** EXERCISE **
Nothing may be left out, so copy every entry exactly.

** INFORMATION PROVIDED **
== == ==
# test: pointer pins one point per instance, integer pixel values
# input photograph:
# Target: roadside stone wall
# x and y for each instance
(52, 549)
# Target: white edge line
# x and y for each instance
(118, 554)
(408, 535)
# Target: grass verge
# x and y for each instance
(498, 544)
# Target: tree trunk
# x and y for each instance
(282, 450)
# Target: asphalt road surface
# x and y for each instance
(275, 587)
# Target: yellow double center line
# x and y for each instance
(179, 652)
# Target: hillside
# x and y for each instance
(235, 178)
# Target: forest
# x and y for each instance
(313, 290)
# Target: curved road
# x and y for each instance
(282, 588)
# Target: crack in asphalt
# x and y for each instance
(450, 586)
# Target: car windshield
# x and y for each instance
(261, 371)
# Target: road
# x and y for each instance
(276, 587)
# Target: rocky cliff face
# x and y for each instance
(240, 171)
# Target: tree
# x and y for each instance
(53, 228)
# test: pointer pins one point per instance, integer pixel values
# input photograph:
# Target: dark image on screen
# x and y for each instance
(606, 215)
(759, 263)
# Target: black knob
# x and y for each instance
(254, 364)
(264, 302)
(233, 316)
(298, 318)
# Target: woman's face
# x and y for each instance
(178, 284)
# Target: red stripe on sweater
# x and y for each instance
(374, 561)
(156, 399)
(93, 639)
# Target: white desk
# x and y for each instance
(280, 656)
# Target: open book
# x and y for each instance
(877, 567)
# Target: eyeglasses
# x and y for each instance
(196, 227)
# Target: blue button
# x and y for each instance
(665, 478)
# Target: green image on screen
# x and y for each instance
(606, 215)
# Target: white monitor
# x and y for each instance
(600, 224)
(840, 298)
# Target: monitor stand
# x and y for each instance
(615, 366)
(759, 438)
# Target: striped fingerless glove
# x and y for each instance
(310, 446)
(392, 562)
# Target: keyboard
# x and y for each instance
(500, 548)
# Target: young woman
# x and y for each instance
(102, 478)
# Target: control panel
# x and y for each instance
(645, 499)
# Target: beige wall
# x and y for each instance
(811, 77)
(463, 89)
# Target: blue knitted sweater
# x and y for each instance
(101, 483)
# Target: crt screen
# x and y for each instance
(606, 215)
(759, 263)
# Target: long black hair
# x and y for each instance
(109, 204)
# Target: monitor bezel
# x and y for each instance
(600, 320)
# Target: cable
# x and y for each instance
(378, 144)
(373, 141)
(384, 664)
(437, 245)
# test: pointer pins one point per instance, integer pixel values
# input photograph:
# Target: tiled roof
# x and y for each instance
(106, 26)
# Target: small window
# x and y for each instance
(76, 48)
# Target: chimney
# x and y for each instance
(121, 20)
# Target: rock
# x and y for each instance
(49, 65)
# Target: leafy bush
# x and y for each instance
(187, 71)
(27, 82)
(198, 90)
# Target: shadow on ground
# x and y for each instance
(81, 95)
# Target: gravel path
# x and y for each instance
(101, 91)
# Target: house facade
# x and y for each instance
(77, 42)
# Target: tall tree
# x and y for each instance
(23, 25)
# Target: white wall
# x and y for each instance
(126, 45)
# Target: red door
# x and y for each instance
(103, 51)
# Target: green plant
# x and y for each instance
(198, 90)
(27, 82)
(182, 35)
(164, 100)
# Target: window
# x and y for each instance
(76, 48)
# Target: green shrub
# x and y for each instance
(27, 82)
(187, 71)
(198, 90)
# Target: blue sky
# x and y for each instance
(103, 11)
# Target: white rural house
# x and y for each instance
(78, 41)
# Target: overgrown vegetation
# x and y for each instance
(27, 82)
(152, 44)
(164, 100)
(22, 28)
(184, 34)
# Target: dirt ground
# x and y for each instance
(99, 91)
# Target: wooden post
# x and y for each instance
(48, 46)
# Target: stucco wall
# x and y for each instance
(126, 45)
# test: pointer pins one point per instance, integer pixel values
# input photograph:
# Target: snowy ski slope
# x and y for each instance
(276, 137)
== == ==
** RESULT **
# test: pointer pins one point per instance, integer pixel values
# input photograph:
# Target: roadside stone wall
# x and y for each instance
(52, 549)
# Target: white edge line
# x and y for each instance
(118, 554)
(408, 535)
# Target: grass verge
# x and y for each instance
(498, 544)
# Target: tree trunk
# x and y for each instance
(282, 450)
# Target: asphalt road surface
# x and y for each instance
(275, 587)
# Target: yellow double center line
# x and y for each instance
(179, 652)
# Target: hillside
# x and y for each instance
(235, 178)
# Target: forest
# x and y for each instance
(313, 290)
# Target: curved road
# x and y for each instance
(282, 588)
# Target: crack in asphalt
# x and y for each instance
(450, 586)
# Target: car windshield
# x and y for each instance
(261, 371)
# Target: road
# x and y for each instance
(276, 587)
# Target: rocky cliff face
# x and y for each instance
(240, 171)
# Target: tree
# x and y for each instance
(53, 228)
# test: pointer pins one point per instance, integer pixel values
# input photograph:
# Target: dark image on screen
# x and y for each instance
(606, 215)
(759, 263)
# Target: black knob
# x and y for each instance
(254, 364)
(264, 302)
(233, 316)
(298, 318)
# Target: woman's face
# x and y for each instance
(178, 284)
# Target: red stripe on sweater
# x and y for each instance
(374, 561)
(156, 399)
(93, 639)
# Target: white desk
# x and y for each instance
(280, 656)
# Target: open book
# x and y for each instance
(877, 567)
# Target: eyeglasses
# x and y for each instance
(196, 227)
# Target: blue button
# x and y for each instance
(665, 478)
# Target: green image on screen
# x and y for each instance
(606, 215)
# Target: white monitor
# x and y for each instance
(600, 224)
(840, 298)
# Target: monitor stand
# x and y for each instance
(615, 366)
(759, 438)
# Target: striped fingerless glove
# x and y for each instance
(310, 446)
(392, 562)
# Target: keyboard
# x and y for each instance
(500, 548)
# Target: young woman
# x and y for each instance
(102, 478)
# Target: control panel
# x and y for each instance
(645, 499)
# Target: beige wall
# x and y for each instance
(811, 77)
(463, 89)
# Target: blue knitted sweater
# x and y for each instance
(101, 483)
# Target: crt screen
# x and y for each instance
(606, 215)
(759, 263)
# Target: long black hair
# x and y for each instance
(109, 204)
# Target: monitor bezel
# x and y for each instance
(600, 320)
# Target: cable
# x and y for each instance
(378, 144)
(373, 141)
(384, 664)
(437, 245)
# test: pointer pins one point per instance, integer pixel values
# input photograph:
# Target: tiled roof
# x and y for each instance
(106, 26)
# Target: small window
# x and y for each instance
(76, 48)
# Target: chimney
# x and y for each instance
(121, 20)
# Target: rock
# x and y for each instance
(49, 65)
# Target: leafy bush
# x and y for each instance
(187, 71)
(27, 82)
(198, 90)
# Target: shadow on ground
# x and y for each instance
(81, 95)
# Target: gravel path
# x and y for each instance
(101, 91)
# Target: house facade
# x and y for each instance
(77, 42)
# Target: tall tree
# x and y for each instance
(23, 25)
# Target: white wall
# x and y for each instance
(126, 45)
# Target: red door
# x and y for each instance
(103, 51)
# Target: green plant
# x and y for each instance
(198, 90)
(27, 82)
(182, 35)
(164, 100)
# Target: window
# x and y for each instance
(76, 48)
# Target: green shrub
# x and y for each instance
(27, 82)
(187, 71)
(198, 90)
# Target: blue sky
# x and y for each instance
(103, 11)
# Target: white rural house
# x and y for each instance
(78, 41)
# Target: overgrown vegetation
# x and y for each instance
(27, 82)
(152, 44)
(164, 100)
(22, 28)
(184, 34)
# Target: dirt ground
# x and y for each instance
(99, 91)
# Target: wooden post
# x and y for each instance
(48, 46)
# Target: stucco wall
# x and y for each instance
(126, 45)
# test: pointer pins one point per instance, integer pixel values
# input photograph:
# Target: snowy ski slope
# x and y for each instance
(276, 137)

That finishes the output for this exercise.